SHORT TASK:
Copy out the lines below, word for word, from the line with "If you could indicate the wrought" to the line with "point(618, 355)". Include both of those lines and nothing else.

PROVIDED ENTRIES:
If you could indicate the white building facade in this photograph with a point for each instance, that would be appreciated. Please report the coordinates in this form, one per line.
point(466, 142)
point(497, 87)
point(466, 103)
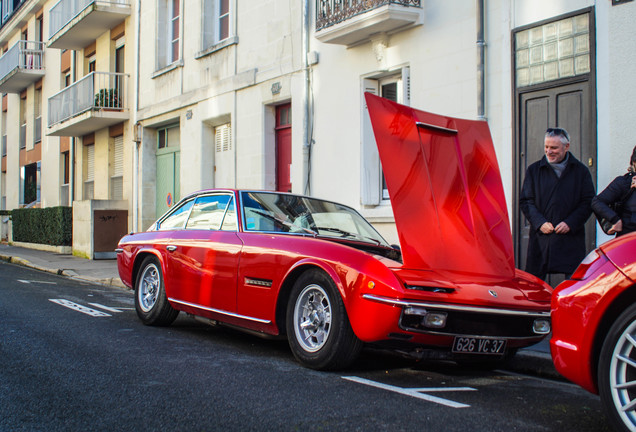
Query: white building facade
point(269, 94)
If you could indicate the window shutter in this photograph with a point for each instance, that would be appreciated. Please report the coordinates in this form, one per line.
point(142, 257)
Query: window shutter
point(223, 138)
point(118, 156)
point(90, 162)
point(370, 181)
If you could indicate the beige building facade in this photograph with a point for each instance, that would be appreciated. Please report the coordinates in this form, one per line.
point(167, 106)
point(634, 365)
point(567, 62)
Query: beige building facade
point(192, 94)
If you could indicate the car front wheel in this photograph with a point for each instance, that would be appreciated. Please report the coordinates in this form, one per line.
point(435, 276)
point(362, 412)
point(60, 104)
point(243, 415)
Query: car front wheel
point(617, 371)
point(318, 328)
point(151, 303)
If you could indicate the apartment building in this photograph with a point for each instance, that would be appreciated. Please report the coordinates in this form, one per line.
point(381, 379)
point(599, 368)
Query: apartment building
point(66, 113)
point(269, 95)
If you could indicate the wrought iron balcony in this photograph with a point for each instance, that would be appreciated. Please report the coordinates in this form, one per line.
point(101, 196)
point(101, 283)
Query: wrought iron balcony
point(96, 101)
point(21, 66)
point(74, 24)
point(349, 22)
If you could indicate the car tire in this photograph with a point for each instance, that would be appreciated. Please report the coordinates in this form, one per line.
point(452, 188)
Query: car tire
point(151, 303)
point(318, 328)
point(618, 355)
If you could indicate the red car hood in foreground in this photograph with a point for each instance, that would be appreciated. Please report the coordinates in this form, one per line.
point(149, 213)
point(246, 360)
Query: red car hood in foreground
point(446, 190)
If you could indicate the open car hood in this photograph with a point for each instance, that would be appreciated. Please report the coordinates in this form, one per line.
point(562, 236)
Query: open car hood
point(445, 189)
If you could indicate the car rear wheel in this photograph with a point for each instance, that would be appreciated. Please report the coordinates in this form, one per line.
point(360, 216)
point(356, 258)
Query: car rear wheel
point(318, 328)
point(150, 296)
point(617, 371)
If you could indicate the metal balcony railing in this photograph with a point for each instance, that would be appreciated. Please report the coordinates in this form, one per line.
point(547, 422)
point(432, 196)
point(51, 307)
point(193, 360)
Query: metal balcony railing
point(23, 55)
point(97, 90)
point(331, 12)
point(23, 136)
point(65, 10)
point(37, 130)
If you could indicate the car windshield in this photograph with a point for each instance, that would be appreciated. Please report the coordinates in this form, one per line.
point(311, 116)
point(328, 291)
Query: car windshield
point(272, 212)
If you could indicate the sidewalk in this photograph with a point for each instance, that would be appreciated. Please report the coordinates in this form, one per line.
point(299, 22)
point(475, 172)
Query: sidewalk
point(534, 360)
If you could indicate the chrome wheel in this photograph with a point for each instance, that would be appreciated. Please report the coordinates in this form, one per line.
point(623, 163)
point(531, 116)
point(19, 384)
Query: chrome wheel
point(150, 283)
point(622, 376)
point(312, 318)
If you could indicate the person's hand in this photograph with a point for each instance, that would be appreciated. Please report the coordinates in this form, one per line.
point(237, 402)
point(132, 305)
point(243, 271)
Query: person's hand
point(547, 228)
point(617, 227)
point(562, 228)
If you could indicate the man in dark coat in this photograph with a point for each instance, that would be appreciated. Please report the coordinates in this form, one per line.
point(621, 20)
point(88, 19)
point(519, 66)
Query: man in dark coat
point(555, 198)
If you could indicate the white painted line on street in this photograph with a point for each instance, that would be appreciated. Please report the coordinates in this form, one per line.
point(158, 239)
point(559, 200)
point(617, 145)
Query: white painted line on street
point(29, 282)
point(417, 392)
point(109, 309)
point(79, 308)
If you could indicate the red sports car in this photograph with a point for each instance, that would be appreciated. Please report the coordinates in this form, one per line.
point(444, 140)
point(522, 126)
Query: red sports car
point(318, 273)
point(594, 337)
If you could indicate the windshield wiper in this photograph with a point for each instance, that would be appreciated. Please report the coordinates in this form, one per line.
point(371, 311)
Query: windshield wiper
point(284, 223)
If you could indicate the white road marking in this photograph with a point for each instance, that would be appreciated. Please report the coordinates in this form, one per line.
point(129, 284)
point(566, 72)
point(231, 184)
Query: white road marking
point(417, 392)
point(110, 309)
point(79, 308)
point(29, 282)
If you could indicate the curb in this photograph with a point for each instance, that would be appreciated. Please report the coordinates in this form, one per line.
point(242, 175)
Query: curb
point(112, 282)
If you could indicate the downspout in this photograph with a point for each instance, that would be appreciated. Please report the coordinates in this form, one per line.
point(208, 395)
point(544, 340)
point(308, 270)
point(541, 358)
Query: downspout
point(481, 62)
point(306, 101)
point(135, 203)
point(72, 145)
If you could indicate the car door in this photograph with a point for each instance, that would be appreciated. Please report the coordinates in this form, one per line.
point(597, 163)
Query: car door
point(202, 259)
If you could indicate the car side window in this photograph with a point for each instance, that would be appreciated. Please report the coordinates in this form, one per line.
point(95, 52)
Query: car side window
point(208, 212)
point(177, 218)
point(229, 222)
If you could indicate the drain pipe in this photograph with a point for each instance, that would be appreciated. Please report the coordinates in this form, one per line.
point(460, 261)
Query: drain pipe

---

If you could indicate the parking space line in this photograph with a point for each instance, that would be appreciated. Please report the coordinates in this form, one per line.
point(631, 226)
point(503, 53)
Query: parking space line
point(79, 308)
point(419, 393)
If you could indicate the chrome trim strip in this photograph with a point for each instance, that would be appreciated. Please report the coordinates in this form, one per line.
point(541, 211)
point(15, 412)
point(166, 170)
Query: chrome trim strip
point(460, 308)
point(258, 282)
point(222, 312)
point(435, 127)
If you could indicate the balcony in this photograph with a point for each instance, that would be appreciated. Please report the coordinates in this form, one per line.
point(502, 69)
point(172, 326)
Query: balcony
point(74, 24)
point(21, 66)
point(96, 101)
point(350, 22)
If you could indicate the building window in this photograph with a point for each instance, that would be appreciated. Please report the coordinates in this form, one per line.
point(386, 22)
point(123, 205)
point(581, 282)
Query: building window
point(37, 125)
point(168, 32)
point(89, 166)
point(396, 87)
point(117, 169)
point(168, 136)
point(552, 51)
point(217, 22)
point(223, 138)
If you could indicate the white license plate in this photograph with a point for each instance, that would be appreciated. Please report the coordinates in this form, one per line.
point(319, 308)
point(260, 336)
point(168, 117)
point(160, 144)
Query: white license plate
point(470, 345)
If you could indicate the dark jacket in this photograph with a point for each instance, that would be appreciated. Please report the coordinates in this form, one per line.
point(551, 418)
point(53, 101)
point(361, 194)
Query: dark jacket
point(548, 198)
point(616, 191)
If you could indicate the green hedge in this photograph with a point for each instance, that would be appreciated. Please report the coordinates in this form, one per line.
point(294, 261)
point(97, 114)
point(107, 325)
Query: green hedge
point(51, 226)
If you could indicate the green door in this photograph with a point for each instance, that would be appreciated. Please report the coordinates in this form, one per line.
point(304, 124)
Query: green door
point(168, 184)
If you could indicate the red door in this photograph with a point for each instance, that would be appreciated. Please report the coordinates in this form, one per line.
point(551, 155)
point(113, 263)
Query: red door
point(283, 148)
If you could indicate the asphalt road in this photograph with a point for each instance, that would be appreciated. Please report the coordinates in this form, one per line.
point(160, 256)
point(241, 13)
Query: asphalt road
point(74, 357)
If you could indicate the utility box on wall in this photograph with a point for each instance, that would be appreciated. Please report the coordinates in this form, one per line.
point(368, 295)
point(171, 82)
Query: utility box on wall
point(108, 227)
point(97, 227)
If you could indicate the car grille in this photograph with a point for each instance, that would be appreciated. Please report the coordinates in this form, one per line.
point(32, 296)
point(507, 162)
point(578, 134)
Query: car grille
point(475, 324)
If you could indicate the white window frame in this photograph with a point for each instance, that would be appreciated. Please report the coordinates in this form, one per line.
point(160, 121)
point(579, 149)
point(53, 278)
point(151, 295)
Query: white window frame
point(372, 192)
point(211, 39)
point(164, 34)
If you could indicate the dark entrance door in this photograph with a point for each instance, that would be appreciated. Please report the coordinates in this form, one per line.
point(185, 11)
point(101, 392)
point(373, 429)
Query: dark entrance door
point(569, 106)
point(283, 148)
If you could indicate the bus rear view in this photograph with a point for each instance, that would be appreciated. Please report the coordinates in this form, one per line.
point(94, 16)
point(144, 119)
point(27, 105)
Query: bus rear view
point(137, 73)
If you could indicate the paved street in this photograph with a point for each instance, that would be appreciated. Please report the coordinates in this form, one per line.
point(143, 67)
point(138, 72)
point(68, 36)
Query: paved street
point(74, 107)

COMPLETED EXERCISE:
If you could indicate the wrought iron balcony in this photograph with a point for each instance, that would be appreciated. Please report the coordinates in this form, one per line.
point(101, 196)
point(101, 283)
Query: wrought iron balcony
point(96, 101)
point(21, 66)
point(74, 24)
point(349, 22)
If you could indicate the car tire in this photograph with a point for each instance, that would be appreciated. Please report the coordinates in this form, one per line.
point(452, 188)
Query: car tire
point(151, 303)
point(318, 328)
point(618, 355)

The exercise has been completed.